*** Opening of Records shown ***

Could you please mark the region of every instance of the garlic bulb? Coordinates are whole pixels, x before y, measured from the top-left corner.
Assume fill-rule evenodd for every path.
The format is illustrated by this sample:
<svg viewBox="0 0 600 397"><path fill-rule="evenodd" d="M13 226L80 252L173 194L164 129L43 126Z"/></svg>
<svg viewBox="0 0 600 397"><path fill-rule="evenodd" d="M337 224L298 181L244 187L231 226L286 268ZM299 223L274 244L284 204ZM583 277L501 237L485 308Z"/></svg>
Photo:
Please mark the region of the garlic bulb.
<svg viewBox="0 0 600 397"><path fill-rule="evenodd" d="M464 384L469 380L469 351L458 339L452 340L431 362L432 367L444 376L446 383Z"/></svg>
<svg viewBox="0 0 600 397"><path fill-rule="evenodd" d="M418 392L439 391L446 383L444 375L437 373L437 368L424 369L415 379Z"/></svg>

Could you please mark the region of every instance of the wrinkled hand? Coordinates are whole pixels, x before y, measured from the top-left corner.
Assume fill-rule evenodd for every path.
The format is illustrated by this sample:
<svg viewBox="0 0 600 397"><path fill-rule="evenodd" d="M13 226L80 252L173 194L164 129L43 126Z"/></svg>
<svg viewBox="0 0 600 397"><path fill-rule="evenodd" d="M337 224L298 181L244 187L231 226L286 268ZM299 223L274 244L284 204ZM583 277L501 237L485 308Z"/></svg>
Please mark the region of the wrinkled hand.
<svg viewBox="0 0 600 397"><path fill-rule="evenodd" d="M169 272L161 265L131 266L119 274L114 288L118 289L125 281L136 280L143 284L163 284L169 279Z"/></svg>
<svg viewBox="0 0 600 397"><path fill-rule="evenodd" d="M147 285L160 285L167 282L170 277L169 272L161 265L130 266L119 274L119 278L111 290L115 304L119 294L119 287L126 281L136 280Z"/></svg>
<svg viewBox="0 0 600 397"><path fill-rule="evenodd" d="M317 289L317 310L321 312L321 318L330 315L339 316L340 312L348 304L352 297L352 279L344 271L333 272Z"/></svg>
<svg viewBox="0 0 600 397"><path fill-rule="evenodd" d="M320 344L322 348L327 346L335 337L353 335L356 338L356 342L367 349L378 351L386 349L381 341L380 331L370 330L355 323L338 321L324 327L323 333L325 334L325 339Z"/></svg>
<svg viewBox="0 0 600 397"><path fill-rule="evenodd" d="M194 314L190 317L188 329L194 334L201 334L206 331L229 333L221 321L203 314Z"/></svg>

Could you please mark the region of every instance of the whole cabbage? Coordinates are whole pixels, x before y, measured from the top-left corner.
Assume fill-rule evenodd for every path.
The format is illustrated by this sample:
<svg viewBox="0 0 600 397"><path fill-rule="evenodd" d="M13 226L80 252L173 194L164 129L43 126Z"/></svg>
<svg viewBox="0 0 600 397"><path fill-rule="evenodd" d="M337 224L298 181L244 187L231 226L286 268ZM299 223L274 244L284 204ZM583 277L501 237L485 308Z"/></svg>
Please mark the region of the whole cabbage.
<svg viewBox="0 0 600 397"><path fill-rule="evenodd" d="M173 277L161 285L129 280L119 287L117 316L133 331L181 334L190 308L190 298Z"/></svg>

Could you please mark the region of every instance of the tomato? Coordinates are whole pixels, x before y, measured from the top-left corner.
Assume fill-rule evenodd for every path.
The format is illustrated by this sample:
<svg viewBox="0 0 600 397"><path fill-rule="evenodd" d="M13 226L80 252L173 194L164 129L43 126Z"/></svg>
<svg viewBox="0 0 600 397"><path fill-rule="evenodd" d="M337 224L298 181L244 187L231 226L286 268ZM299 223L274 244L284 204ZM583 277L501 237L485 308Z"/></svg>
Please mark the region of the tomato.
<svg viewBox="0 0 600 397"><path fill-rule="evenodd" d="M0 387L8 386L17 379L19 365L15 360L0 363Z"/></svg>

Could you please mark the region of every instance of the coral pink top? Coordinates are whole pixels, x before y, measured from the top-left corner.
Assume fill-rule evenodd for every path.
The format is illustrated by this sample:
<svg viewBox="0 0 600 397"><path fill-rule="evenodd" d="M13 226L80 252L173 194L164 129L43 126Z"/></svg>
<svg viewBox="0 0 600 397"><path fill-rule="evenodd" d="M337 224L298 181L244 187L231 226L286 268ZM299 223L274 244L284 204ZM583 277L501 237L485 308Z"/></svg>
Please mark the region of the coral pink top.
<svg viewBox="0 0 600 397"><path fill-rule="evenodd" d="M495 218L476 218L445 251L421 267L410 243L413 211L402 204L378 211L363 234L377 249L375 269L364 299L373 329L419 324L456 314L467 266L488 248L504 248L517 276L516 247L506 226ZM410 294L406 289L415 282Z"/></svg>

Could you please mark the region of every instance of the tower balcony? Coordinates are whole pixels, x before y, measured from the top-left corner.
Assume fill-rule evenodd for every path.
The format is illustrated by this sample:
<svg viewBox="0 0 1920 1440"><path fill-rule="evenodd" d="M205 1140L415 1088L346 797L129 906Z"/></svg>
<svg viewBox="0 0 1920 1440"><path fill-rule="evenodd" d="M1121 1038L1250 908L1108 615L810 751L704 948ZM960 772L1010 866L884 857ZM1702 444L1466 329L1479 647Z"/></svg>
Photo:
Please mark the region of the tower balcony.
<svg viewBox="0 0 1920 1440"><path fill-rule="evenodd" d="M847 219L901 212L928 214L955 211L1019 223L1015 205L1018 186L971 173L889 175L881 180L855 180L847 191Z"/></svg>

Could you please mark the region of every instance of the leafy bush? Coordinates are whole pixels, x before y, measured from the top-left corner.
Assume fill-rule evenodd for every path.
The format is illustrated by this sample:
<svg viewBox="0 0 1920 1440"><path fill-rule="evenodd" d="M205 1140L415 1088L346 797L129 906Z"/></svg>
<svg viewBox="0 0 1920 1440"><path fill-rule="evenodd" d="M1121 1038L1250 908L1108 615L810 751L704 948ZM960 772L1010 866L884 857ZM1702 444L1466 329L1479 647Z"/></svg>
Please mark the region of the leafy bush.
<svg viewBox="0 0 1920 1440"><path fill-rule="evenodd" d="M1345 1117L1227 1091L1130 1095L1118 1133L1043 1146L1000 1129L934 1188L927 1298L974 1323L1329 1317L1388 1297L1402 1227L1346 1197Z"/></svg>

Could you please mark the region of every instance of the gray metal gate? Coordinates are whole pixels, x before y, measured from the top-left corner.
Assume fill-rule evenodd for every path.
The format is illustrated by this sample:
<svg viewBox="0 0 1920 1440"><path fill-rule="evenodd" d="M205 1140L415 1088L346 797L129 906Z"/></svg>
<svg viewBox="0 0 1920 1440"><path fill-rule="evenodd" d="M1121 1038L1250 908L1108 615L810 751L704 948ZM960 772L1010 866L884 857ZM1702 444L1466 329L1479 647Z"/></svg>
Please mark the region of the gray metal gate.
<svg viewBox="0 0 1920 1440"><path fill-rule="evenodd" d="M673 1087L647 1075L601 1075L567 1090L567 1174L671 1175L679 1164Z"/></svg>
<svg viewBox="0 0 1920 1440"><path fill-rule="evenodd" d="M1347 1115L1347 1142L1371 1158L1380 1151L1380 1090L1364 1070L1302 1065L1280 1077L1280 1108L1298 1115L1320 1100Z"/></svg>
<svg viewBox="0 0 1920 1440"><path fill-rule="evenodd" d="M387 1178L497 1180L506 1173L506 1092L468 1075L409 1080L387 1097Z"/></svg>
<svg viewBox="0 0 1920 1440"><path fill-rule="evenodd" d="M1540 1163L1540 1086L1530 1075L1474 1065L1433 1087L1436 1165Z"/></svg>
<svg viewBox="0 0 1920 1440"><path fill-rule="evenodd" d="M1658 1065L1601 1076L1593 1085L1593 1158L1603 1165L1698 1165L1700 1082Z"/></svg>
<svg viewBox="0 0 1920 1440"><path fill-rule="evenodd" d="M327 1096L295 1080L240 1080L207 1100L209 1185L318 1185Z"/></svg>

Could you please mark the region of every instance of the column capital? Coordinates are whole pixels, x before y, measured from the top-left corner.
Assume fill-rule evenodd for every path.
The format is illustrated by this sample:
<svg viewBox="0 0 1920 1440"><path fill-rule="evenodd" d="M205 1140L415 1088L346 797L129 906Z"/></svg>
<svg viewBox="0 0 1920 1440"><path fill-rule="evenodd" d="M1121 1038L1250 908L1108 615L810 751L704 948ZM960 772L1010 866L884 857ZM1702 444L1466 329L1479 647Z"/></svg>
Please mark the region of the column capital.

*** Close of Records shown ***

**Your objective:**
When a line among the entries contains "capital", pull that line out.

**Solution to the problem:**
Could you please mark the region of every instance of the column capital? Coordinates are whole pixels, x before y, measured from the top-left corner.
Please mark the region of the column capital.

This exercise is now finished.